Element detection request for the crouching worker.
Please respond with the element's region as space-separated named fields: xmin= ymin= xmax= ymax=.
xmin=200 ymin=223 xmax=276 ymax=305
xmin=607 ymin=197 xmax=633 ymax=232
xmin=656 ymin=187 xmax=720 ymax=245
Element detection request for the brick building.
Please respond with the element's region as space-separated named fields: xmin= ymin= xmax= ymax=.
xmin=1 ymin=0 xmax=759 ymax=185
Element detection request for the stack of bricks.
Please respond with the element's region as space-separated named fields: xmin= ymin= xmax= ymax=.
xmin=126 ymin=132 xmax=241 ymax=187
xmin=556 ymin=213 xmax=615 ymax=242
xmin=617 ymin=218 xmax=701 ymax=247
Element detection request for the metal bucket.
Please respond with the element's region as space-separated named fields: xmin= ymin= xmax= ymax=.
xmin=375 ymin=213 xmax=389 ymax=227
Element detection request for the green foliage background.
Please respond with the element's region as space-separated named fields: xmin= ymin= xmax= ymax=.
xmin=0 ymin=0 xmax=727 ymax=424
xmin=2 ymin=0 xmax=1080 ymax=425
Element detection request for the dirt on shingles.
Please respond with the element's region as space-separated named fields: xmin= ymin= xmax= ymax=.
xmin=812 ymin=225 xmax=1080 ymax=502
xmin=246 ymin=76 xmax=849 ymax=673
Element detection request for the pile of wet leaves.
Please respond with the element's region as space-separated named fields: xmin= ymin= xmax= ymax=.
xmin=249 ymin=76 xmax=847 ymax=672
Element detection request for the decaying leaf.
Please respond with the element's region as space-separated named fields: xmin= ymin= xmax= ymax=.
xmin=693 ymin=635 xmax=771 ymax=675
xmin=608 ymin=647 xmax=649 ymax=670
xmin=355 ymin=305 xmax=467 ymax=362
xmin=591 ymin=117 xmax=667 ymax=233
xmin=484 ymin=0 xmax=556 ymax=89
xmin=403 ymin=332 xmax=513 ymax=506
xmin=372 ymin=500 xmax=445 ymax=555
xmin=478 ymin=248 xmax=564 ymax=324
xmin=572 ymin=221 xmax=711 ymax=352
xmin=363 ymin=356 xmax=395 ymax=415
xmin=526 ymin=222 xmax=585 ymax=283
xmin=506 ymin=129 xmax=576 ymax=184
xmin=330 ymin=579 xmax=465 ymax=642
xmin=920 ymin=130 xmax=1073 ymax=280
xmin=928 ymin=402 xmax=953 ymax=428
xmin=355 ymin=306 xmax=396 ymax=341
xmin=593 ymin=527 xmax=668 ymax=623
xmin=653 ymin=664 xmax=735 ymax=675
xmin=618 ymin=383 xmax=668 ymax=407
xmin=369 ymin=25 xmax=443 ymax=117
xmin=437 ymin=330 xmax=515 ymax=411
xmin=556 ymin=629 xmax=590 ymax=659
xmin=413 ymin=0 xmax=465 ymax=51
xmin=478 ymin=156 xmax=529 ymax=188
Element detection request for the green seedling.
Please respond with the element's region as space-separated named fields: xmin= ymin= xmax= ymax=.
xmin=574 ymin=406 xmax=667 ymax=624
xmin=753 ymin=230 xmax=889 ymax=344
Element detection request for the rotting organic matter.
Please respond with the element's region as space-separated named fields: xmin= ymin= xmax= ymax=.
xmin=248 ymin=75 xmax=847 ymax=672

______

#### Exercise goal:
Once you have located every line with the word "green" in the material above, list those lines.

#### Response area:
Element detection request for the green foliage background.
Element detection request for the green seedling.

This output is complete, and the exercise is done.